By dint of its late entry into the fraternity of imperialist nations and quick exit from the same after the First World War, Germany bears a colonial history that is by and large a feature of the late nineteenth century. Yet it is German colonialism’s impact on the mid twentieth century that has perhaps excited the most scholarly interest. In this collection of essays edited by Volker Langbehn and Mohammad Salama, thirteen historians and literary scholars explore the echoes of Germany’s empire and find themselves at a critical point of intersection within German studies between the growing influence of global history on the one hand and the continuing allure of continuity theses on the other. While the former has breathed new life into studies of Germany’s encounters beyond Europe, the latter has tempted scholars once again to seek the origins of Nazi brutality in the nineteenth century.

At issue in this book is what Michael Rothberg has called the “colonial turn” in Holocaust scholarship, which emphasizes the purported links between colonialism and European genocide and asks whether the one necessarily led to the other. This line of inquiry is by no means new, having been first explored by Hannah Arendt in 1951. Nor, as Arendt argued, is it limited to the German context. Nevertheless, the study of German colonialism, which until fairly recently was a neglected subject, has been invigorated largely through its application to this debate.

Now this volume argues that the time has come to take stock of the conversation and assess the future that both German colonial and Holocaust studies seem to share. What is immediately clear is that Langbehn and Salama wish to leap beyond a simple review of the debate itself. The chapters thus highlight the intriguing connections [End Page 1019] between colonial practice and Nazi ideology while resisting unqualified characterizations of the German colonies as proving grounds for twentieth-century mass murder. Instead, the contributors to this volume wish to complicate the conventional set of questions and cast a more global frame for the problem at hand. Thus, A. Dirk Moses and Timothy Brennan destabilize longstanding scholarly assumptions by rethinking not only Hannah Arendt’s notion of colonial continuities in the Holocaust but also Friedrich Nietzsche’s impact on postcolonial studies. Malte Fuhrmann and Kristen Kopp, meanwhile, distill the unique aspects of the German example from the larger discussion of European imperialism by considering “levels of coloniality” in the German-Ottoman relationship and the difficult connections between “outer” and “inner” colonialism in Germany’s ties to Poland. At the same time, Hartmut Pogge von Strandmann and Ulrike Lindner challenge this distinctiveness by highlighting the “intertwined” nature of the German, French, and British colonies.

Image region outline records
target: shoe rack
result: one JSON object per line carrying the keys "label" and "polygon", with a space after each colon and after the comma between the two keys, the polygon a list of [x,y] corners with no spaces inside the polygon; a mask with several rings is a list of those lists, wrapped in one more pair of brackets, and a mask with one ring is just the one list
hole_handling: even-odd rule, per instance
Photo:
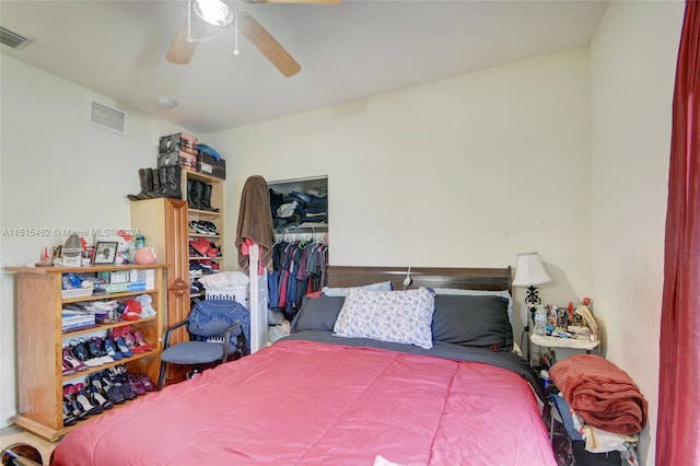
{"label": "shoe rack", "polygon": [[[105,265],[86,267],[8,267],[16,273],[18,380],[19,413],[10,421],[49,441],[57,441],[74,426],[63,426],[63,386],[71,383],[89,384],[91,374],[126,364],[130,373],[145,373],[158,377],[159,354],[162,350],[163,312],[160,307],[163,292],[162,265]],[[61,293],[65,273],[92,275],[96,272],[152,270],[153,281],[145,291],[118,292],[100,295],[67,298]],[[150,281],[150,280],[149,280]],[[152,288],[151,288],[152,287]],[[149,289],[150,288],[150,289]],[[140,294],[149,294],[156,315],[138,321],[121,321],[63,333],[61,310],[77,302],[116,300],[124,302]],[[152,351],[133,353],[130,358],[89,366],[78,373],[63,375],[63,348],[70,340],[105,337],[110,330],[130,325],[153,347]],[[115,407],[114,409],[117,409]],[[81,421],[82,422],[82,421]],[[80,422],[78,423],[80,424]]]}
{"label": "shoe rack", "polygon": [[[203,196],[192,189],[192,182],[201,186],[209,186],[210,194]],[[187,200],[187,259],[191,279],[196,278],[197,270],[205,272],[211,270],[215,273],[223,269],[224,251],[222,238],[224,237],[224,180],[215,176],[189,172],[184,170],[182,176],[183,199]],[[212,210],[215,209],[215,210]],[[213,225],[213,229],[206,231],[201,226]],[[211,231],[213,230],[213,232]],[[190,247],[190,242],[196,246]],[[207,247],[209,245],[209,247]],[[192,293],[190,298],[203,296],[205,293]]]}

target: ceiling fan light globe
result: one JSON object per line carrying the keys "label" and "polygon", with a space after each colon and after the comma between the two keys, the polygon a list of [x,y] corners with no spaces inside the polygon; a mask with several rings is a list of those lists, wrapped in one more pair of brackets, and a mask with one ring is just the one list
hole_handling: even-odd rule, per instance
{"label": "ceiling fan light globe", "polygon": [[233,21],[233,11],[221,0],[195,0],[195,13],[214,26],[225,26]]}

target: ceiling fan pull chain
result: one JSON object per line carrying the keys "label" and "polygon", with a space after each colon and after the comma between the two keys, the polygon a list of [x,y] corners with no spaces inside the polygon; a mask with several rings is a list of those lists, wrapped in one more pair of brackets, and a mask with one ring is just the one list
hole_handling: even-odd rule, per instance
{"label": "ceiling fan pull chain", "polygon": [[234,10],[233,12],[233,22],[235,23],[235,33],[233,35],[233,55],[237,57],[241,55],[241,50],[238,50],[238,12]]}
{"label": "ceiling fan pull chain", "polygon": [[191,44],[192,40],[192,1],[187,0],[187,42]]}

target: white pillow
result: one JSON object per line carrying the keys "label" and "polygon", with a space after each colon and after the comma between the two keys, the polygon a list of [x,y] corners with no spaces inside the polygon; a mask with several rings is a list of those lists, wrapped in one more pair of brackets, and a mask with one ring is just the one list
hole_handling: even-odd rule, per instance
{"label": "white pillow", "polygon": [[[390,281],[381,281],[378,283],[372,283],[372,284],[365,284],[362,287],[352,287],[355,289],[361,289],[361,290],[369,290],[369,291],[392,291],[392,282]],[[348,290],[350,290],[350,288],[328,288],[328,287],[324,287],[323,290],[320,290],[326,296],[347,296],[348,295]]]}
{"label": "white pillow", "polygon": [[458,288],[429,288],[433,290],[435,294],[462,294],[471,296],[501,296],[508,299],[508,319],[513,325],[513,298],[508,290],[491,291],[491,290],[460,290]]}
{"label": "white pillow", "polygon": [[406,291],[348,290],[335,335],[433,347],[435,298],[424,288]]}

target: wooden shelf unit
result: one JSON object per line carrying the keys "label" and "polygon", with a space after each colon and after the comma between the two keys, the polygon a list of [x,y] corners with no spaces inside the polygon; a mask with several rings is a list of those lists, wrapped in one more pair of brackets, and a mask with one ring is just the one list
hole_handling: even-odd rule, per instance
{"label": "wooden shelf unit", "polygon": [[[182,176],[182,191],[183,191],[183,200],[188,200],[189,193],[187,191],[187,182],[188,179],[194,179],[197,182],[201,182],[208,185],[211,185],[211,196],[209,199],[209,203],[212,208],[219,209],[218,212],[211,212],[209,210],[201,209],[192,209],[187,208],[187,219],[188,219],[188,238],[187,238],[187,248],[189,249],[189,241],[197,240],[199,237],[203,237],[210,243],[217,245],[217,248],[220,251],[221,255],[217,257],[200,257],[192,256],[188,253],[188,261],[197,261],[197,260],[211,260],[212,263],[219,264],[219,271],[221,271],[221,267],[223,266],[223,257],[225,251],[223,249],[223,241],[224,237],[224,215],[223,215],[223,201],[224,201],[224,179],[218,178],[215,176],[209,175],[207,173],[198,173],[190,172],[187,170],[183,170]],[[191,221],[208,221],[213,223],[217,226],[215,235],[208,235],[202,233],[197,233],[195,230],[189,228],[189,222]]]}
{"label": "wooden shelf unit", "polygon": [[[161,303],[163,290],[164,268],[165,266],[161,265],[140,266],[133,264],[94,267],[7,267],[7,271],[15,272],[18,276],[16,325],[20,410],[10,421],[54,442],[74,428],[74,426],[63,427],[65,383],[78,382],[79,380],[84,382],[88,374],[120,363],[127,364],[127,370],[130,373],[144,372],[155,381],[160,366],[159,354],[162,348],[164,310],[159,307],[159,303]],[[154,270],[154,289],[83,298],[61,298],[63,273],[127,270]],[[67,333],[61,331],[63,304],[100,300],[124,301],[139,294],[151,295],[156,316],[97,325]],[[135,330],[143,334],[145,341],[153,346],[153,351],[135,354],[132,358],[125,358],[121,361],[98,368],[90,368],[88,371],[77,374],[66,376],[62,374],[62,349],[71,338],[79,338],[86,334],[106,335],[107,330],[126,325],[131,325]],[[89,421],[90,418],[79,424]]]}

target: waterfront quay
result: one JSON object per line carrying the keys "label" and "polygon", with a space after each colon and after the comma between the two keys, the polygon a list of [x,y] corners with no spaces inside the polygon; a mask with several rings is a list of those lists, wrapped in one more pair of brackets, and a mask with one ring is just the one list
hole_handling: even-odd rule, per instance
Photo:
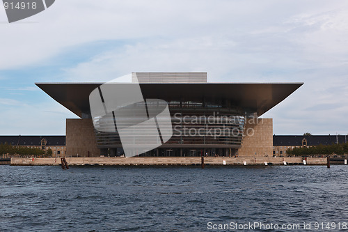
{"label": "waterfront quay", "polygon": [[[201,165],[201,157],[66,157],[69,165]],[[248,165],[326,165],[326,158],[317,157],[205,157],[205,165],[248,166]],[[11,158],[11,165],[61,165],[60,157],[56,158]]]}

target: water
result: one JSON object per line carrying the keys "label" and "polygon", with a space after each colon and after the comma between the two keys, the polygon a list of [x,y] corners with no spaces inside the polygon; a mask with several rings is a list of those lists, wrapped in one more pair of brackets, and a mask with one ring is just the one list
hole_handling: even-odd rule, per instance
{"label": "water", "polygon": [[255,222],[311,222],[314,231],[315,222],[348,222],[347,173],[347,166],[0,166],[0,231],[226,231],[208,223]]}

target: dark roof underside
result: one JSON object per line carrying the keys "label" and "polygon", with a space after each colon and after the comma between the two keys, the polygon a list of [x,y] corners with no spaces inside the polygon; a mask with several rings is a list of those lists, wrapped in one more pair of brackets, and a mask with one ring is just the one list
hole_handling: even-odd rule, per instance
{"label": "dark roof underside", "polygon": [[[89,113],[89,95],[101,83],[37,83],[39,88],[72,112]],[[136,84],[118,84],[127,85]],[[200,83],[141,84],[145,99],[219,102],[228,100],[249,113],[261,116],[283,101],[303,83]]]}

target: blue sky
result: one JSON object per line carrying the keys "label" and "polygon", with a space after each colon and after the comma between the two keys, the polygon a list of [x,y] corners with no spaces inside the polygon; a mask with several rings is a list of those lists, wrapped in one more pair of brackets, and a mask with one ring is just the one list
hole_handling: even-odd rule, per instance
{"label": "blue sky", "polygon": [[35,82],[132,72],[304,82],[262,117],[274,134],[348,133],[348,2],[69,0],[8,24],[0,6],[0,134],[65,134],[76,118]]}

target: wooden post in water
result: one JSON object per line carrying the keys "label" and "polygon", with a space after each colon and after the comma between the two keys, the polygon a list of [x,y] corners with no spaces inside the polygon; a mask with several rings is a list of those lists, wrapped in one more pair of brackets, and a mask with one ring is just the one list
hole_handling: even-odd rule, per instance
{"label": "wooden post in water", "polygon": [[61,158],[61,161],[62,162],[62,169],[65,169],[65,164],[64,164],[64,160],[63,158]]}

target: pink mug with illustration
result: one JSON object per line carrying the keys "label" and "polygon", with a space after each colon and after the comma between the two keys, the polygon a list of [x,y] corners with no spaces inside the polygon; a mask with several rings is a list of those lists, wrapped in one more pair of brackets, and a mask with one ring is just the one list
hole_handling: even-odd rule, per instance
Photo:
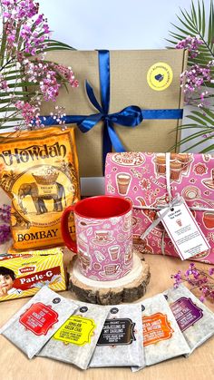
{"label": "pink mug with illustration", "polygon": [[[68,219],[73,212],[76,242]],[[86,198],[65,209],[62,235],[65,245],[78,254],[79,269],[88,278],[111,281],[122,278],[132,268],[131,205],[119,196]]]}

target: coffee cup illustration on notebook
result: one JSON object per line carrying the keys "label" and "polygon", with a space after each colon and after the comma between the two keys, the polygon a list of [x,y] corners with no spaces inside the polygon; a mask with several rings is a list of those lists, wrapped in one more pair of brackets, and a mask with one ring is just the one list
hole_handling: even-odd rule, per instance
{"label": "coffee cup illustration on notebook", "polygon": [[118,192],[126,195],[129,191],[131,177],[129,173],[118,173],[116,176]]}
{"label": "coffee cup illustration on notebook", "polygon": [[111,257],[111,258],[112,258],[112,261],[115,261],[115,260],[118,259],[119,254],[120,254],[120,250],[121,250],[120,246],[112,246],[112,247],[110,247],[108,248],[110,257]]}
{"label": "coffee cup illustration on notebook", "polygon": [[92,241],[100,246],[110,244],[114,240],[114,238],[111,237],[110,231],[106,229],[97,229],[94,234],[95,238],[93,238]]}

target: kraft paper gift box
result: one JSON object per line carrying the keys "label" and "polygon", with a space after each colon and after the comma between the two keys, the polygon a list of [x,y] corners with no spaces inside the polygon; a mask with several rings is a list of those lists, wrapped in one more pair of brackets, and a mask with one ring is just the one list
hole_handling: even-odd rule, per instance
{"label": "kraft paper gift box", "polygon": [[[172,199],[178,193],[192,208],[210,246],[209,250],[191,259],[214,264],[214,155],[170,153],[170,168]],[[157,218],[154,209],[167,205],[165,153],[109,153],[105,192],[121,195],[132,203],[133,243],[137,250],[179,257],[161,222],[145,239],[141,238]]]}
{"label": "kraft paper gift box", "polygon": [[[103,175],[112,145],[114,151],[167,151],[180,138],[183,50],[65,50],[48,53],[46,59],[72,66],[79,81],[79,88],[61,88],[56,105],[65,107],[66,123],[81,123],[75,129],[81,177]],[[85,81],[92,87],[86,89]],[[51,112],[53,105],[44,102],[41,114]]]}

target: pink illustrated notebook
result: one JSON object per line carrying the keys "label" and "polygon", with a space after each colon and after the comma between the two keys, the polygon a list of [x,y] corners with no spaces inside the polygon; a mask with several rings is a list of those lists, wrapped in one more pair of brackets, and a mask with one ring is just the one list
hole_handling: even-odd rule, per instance
{"label": "pink illustrated notebook", "polygon": [[[206,209],[191,209],[191,212],[210,249],[191,259],[214,264],[214,154],[170,153],[170,167],[172,197],[179,193],[190,208]],[[161,222],[144,239],[141,239],[157,218],[157,211],[152,208],[165,206],[169,200],[165,153],[109,153],[105,166],[105,193],[121,195],[132,203],[135,249],[179,256]]]}

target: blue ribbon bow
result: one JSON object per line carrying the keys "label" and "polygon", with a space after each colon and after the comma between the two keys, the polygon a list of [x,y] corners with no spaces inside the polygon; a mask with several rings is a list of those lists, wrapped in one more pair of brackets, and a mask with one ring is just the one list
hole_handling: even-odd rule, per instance
{"label": "blue ribbon bow", "polygon": [[[108,50],[100,50],[99,73],[100,73],[100,89],[101,104],[98,102],[92,87],[86,81],[86,93],[91,103],[97,109],[98,113],[91,115],[67,115],[63,117],[65,123],[76,123],[79,129],[87,132],[93,128],[99,122],[103,122],[103,138],[102,138],[102,165],[104,172],[105,158],[112,147],[115,151],[125,151],[118,137],[113,124],[122,125],[124,127],[136,127],[143,119],[181,119],[183,110],[141,110],[136,105],[125,107],[119,112],[109,113],[110,105],[110,53]],[[53,125],[55,121],[51,116],[41,117],[43,124]]]}

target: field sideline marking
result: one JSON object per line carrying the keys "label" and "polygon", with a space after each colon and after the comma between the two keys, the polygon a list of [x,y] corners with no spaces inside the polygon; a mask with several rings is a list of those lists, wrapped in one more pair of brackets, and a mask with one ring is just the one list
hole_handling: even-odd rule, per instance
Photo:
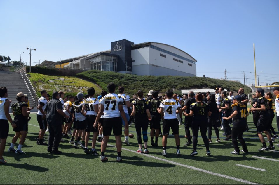
{"label": "field sideline marking", "polygon": [[249,168],[250,169],[253,169],[253,170],[259,170],[260,171],[261,171],[262,172],[265,172],[266,171],[266,170],[264,169],[262,169],[260,168],[255,168],[254,167],[252,167],[252,166],[246,166],[246,165],[242,165],[242,164],[236,164],[236,165],[238,166],[240,166],[241,167],[244,167],[245,168]]}
{"label": "field sideline marking", "polygon": [[267,158],[267,157],[260,157],[259,156],[255,156],[255,155],[253,155],[252,156],[252,157],[254,157],[254,158],[258,158],[259,159],[266,159],[267,160],[270,160],[270,161],[276,161],[277,162],[279,162],[279,160],[275,159],[271,159],[270,158]]}
{"label": "field sideline marking", "polygon": [[[111,145],[110,144],[107,144],[108,146],[114,146],[114,147],[116,148],[116,147]],[[127,148],[122,148],[122,150],[126,150],[127,151],[129,151],[129,152],[132,152],[138,154],[140,154],[140,155],[143,155],[144,156],[146,156],[147,157],[150,157],[151,158],[153,158],[153,159],[157,159],[158,160],[159,160],[160,161],[162,161],[164,162],[168,163],[170,163],[171,164],[175,164],[177,166],[182,166],[182,167],[185,167],[185,168],[189,168],[191,170],[196,170],[196,171],[198,171],[200,172],[204,172],[205,173],[208,173],[208,174],[210,174],[211,175],[216,175],[216,176],[218,176],[219,177],[223,177],[224,178],[226,178],[227,179],[231,179],[231,180],[233,180],[237,181],[239,181],[240,182],[243,182],[244,183],[245,183],[247,184],[258,184],[255,182],[250,182],[250,181],[248,181],[243,179],[238,179],[236,177],[231,177],[230,176],[228,176],[228,175],[224,175],[222,174],[220,174],[220,173],[215,173],[214,172],[212,172],[209,171],[207,171],[207,170],[203,170],[203,169],[201,169],[200,168],[196,168],[196,167],[194,167],[194,166],[189,166],[187,165],[185,165],[185,164],[181,164],[181,163],[177,163],[175,162],[174,162],[173,161],[170,161],[169,160],[168,160],[167,159],[162,159],[161,158],[160,158],[160,157],[156,157],[153,155],[147,155],[146,154],[139,154],[136,151],[134,151],[131,150],[130,150],[130,149],[127,149]]]}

◆ Requests:
[1] According to the review, who first explored the inquiry into links between colonialism and European genocide, and in what year?
[2] Quote the passage of the review starting with "By dint of its" and going on through "the nineteenth century.".
Work from the review alone for these tasks.

◆ Results by task:
[1] Hannah Arendt, in 1951.

[2]
By dint of its late entry into the fraternity of imperialist nations and quick exit from the same after the First World War, Germany bears a colonial history that is by and large a feature of the late nineteenth century. Yet it is German colonialism’s impact on the mid twentieth century that has perhaps excited the most scholarly interest. In this collection of essays edited by Volker Langbehn and Mohammad Salama, thirteen historians and literary scholars explore the echoes of Germany’s empire and find themselves at a critical point of intersection within German studies between the growing influence of global history on the one hand and the continuing allure of continuity theses on the other. While the former has breathed new life into studies of Germany’s encounters beyond Europe, the latter has tempted scholars once again to seek the origins of Nazi brutality in the nineteenth century.